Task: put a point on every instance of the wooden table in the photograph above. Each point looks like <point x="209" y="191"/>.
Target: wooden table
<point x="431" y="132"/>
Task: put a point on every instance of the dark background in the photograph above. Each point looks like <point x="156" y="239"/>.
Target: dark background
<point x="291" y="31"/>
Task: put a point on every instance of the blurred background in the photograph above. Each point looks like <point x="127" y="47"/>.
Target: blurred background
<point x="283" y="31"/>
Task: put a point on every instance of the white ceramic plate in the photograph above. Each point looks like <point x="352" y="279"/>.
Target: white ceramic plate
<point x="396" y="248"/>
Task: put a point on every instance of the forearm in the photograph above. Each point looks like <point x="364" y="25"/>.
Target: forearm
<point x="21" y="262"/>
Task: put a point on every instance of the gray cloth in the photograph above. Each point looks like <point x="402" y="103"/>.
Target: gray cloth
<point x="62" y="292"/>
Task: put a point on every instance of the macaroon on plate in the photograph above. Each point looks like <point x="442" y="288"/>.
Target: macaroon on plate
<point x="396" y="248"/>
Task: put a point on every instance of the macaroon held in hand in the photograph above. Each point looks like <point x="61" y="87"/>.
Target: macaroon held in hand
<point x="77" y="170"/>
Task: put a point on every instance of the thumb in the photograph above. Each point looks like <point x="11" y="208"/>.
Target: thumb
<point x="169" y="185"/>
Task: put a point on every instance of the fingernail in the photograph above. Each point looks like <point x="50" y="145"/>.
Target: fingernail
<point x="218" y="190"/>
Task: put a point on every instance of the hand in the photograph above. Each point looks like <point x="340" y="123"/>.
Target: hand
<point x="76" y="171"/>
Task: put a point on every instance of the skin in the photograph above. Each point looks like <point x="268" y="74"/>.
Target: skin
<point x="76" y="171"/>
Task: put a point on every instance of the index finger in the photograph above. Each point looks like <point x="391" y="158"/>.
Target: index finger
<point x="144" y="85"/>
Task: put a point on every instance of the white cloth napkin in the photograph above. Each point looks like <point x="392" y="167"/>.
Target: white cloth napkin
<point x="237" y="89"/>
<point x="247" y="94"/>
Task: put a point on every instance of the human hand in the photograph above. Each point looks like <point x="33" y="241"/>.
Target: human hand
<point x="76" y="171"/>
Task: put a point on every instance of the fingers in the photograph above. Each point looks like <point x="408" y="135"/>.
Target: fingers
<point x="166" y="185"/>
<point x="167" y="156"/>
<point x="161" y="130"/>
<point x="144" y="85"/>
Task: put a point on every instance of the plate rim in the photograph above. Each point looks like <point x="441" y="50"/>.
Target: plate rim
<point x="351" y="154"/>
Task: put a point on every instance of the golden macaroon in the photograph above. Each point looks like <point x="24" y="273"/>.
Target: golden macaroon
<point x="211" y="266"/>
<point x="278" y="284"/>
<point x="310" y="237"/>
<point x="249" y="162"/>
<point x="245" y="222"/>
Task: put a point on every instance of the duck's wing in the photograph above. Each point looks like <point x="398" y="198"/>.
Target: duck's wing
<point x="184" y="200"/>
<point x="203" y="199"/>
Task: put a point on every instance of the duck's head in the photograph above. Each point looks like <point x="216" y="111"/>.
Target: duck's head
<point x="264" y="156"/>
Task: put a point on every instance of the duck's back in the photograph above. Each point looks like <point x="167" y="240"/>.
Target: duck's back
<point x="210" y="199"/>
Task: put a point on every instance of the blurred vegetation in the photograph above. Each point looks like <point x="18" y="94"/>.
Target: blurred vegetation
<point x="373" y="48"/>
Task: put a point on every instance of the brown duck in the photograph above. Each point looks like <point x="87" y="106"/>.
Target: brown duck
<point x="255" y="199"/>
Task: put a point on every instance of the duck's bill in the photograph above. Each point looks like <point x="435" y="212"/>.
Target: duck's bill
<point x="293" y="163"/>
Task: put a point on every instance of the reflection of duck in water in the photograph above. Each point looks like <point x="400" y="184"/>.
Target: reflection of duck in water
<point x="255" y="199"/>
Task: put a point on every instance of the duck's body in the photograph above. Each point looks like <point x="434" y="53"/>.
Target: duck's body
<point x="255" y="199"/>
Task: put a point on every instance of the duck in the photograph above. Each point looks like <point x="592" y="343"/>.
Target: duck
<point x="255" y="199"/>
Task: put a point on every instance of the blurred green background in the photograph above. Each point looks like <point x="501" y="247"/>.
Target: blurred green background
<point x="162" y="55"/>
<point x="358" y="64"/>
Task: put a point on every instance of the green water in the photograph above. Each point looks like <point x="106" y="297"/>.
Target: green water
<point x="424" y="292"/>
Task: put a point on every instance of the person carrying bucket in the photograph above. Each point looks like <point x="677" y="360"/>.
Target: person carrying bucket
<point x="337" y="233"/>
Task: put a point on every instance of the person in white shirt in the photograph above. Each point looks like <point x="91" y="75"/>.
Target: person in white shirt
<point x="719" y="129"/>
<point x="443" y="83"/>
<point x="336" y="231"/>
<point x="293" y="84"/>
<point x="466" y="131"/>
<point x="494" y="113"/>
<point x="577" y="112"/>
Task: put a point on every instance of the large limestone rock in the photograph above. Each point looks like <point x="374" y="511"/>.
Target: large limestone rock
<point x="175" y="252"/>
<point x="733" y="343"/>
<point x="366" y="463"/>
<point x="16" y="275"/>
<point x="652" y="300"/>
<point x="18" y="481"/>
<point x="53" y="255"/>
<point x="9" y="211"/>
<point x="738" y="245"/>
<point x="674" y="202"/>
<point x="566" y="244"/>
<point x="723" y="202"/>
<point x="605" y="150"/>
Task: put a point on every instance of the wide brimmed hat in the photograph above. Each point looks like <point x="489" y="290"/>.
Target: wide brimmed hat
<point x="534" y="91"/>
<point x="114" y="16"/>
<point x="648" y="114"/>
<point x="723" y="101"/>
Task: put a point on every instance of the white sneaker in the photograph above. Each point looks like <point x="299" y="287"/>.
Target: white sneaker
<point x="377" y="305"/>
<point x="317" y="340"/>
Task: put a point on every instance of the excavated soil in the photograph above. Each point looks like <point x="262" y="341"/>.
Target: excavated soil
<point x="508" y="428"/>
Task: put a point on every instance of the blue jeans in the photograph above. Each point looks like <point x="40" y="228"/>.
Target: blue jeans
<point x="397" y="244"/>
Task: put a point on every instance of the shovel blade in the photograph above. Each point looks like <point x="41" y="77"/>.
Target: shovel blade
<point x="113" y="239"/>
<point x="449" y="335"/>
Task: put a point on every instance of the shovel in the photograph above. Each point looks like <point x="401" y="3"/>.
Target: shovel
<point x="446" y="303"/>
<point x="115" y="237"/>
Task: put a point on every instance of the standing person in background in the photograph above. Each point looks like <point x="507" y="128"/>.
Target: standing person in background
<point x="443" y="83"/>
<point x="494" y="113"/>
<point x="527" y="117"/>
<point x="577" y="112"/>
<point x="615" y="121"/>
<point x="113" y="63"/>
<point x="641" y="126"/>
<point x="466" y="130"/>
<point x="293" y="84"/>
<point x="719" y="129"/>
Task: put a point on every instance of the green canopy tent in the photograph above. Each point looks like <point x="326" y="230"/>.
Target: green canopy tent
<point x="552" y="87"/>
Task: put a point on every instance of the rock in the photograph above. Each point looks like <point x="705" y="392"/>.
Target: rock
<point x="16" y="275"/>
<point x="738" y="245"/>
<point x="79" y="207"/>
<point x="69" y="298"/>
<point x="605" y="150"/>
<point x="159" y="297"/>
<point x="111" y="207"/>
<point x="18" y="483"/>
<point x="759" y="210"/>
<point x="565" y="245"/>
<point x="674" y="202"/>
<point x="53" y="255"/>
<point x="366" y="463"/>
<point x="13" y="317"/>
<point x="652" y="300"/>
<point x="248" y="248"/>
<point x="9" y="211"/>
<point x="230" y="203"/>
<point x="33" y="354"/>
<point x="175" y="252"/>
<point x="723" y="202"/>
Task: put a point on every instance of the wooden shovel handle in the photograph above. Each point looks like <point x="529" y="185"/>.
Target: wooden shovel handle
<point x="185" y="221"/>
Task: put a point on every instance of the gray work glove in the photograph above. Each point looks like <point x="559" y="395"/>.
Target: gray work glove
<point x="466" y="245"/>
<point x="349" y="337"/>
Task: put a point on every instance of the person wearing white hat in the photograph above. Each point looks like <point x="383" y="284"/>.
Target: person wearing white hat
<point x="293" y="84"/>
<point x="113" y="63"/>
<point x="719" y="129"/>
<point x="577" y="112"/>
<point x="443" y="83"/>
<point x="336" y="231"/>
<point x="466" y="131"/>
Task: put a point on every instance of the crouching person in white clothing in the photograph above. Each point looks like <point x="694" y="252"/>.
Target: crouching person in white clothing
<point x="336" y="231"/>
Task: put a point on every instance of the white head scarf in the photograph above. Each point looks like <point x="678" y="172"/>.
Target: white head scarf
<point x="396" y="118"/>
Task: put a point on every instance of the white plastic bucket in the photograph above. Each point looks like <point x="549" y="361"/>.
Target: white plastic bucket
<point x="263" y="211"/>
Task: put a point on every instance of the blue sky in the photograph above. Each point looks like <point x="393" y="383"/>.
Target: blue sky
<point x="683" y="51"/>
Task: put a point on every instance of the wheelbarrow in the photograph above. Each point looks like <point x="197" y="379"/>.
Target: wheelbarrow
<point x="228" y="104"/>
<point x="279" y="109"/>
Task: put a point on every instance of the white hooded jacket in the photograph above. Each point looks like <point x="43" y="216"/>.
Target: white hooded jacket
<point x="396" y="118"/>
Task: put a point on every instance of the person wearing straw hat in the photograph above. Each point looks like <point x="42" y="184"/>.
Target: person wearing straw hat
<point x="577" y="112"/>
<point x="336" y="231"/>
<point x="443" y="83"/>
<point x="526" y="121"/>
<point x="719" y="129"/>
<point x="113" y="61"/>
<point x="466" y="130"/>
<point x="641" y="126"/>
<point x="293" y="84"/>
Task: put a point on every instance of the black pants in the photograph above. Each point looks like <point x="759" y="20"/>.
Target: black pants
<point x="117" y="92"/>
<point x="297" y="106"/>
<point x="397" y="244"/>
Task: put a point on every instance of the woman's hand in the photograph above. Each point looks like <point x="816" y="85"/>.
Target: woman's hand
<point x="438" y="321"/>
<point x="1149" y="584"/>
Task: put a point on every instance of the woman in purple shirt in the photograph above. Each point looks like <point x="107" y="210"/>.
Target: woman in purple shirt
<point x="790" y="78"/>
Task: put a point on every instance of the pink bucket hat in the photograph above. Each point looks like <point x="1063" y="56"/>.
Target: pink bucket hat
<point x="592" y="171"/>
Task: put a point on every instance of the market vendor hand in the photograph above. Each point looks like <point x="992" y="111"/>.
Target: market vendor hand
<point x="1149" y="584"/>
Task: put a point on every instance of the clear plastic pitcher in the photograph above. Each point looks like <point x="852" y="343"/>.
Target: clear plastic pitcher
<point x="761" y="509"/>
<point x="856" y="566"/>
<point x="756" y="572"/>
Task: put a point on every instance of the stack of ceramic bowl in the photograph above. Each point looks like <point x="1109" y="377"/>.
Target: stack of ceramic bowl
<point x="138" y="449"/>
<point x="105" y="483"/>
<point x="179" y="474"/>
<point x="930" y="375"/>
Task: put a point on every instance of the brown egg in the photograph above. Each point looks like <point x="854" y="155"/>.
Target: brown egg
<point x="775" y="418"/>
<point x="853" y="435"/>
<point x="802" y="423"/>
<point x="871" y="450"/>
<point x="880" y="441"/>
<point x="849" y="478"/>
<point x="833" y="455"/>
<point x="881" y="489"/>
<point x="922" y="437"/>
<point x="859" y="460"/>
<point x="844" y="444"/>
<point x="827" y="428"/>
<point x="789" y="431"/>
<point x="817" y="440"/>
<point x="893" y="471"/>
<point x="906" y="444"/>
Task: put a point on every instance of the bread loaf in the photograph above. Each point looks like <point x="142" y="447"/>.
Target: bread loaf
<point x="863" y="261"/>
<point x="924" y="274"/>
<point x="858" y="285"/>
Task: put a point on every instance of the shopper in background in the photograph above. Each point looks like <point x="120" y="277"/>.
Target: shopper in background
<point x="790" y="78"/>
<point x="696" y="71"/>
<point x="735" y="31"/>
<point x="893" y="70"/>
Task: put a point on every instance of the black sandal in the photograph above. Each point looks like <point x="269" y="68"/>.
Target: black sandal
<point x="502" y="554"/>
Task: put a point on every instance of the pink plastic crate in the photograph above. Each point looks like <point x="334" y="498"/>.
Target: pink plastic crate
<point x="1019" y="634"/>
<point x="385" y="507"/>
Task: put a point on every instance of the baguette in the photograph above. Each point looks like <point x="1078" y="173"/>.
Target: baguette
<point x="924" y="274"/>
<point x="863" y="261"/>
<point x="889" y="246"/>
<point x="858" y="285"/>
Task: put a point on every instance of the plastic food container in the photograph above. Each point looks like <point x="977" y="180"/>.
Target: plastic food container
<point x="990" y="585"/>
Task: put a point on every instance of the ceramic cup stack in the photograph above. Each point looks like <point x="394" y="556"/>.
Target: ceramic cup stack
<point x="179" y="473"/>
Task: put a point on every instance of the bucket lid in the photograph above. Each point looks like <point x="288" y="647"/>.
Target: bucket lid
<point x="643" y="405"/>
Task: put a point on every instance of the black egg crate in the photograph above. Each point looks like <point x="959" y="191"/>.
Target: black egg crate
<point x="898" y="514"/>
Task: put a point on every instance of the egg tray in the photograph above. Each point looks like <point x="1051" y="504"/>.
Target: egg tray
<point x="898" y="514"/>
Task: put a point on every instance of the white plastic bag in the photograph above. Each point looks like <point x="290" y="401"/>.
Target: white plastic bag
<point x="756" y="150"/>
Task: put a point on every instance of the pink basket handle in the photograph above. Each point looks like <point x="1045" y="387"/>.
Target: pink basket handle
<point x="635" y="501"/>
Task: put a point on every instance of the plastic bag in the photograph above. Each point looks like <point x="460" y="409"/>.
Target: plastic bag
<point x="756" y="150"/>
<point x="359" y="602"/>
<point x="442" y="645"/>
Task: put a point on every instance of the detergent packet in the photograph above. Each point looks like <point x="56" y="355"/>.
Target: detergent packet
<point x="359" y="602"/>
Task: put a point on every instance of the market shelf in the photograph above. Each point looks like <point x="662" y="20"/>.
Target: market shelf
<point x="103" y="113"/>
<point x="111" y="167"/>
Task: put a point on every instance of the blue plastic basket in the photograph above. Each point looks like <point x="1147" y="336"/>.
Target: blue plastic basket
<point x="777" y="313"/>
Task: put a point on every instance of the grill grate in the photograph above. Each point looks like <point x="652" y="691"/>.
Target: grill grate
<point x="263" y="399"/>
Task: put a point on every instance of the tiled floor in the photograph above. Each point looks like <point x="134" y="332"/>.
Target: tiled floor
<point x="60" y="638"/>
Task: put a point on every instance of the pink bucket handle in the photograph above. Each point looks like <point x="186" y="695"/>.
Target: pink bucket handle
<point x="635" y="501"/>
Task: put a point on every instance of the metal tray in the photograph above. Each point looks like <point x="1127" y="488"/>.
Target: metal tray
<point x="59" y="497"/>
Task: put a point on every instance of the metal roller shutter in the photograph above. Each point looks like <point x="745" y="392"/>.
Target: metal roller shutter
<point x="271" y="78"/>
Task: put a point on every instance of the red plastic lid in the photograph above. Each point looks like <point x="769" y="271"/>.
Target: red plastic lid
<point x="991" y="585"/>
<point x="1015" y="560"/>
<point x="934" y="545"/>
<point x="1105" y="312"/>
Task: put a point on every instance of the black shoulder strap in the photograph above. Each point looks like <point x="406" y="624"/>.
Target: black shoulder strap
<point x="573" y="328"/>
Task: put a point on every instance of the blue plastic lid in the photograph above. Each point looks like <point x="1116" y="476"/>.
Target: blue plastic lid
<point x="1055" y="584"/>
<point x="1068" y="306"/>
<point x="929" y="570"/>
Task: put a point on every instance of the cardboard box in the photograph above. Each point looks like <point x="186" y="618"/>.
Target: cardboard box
# # # #
WHAT THE TASK ASKS :: Give the lines exactly as they stand, from the line with "Task: put a point on every instance of the metal tray" through the end of the material.

FINAL ANSWER ::
Task: put a point on every instance of the metal tray in the photograph above. Each point looks like <point x="1127" y="488"/>.
Target: metal tray
<point x="59" y="497"/>
Task: put a point on every instance of the metal roller shutter in the photograph above. Each point looks like <point x="745" y="392"/>.
Target: metal roller shutter
<point x="271" y="78"/>
Task: put a point on every instance of the red plastic lid in the photograph above. Each point looks like <point x="769" y="271"/>.
Target: red plastic lid
<point x="991" y="585"/>
<point x="1015" y="560"/>
<point x="934" y="545"/>
<point x="1105" y="312"/>
Task: put a point on every instance of the black shoulder strap in the photograph above. Each point looks like <point x="406" y="624"/>.
Target: black shoulder strap
<point x="573" y="328"/>
Task: put a point on every instance of the blue plastic lid in the photograph above. Each point looks like <point x="1116" y="476"/>.
Target: blue plastic lid
<point x="1055" y="584"/>
<point x="1068" y="306"/>
<point x="929" y="570"/>
Task: put a point on every instance of the cardboard box in the photograph above. Each point looks like <point x="186" y="618"/>.
Target: cardboard box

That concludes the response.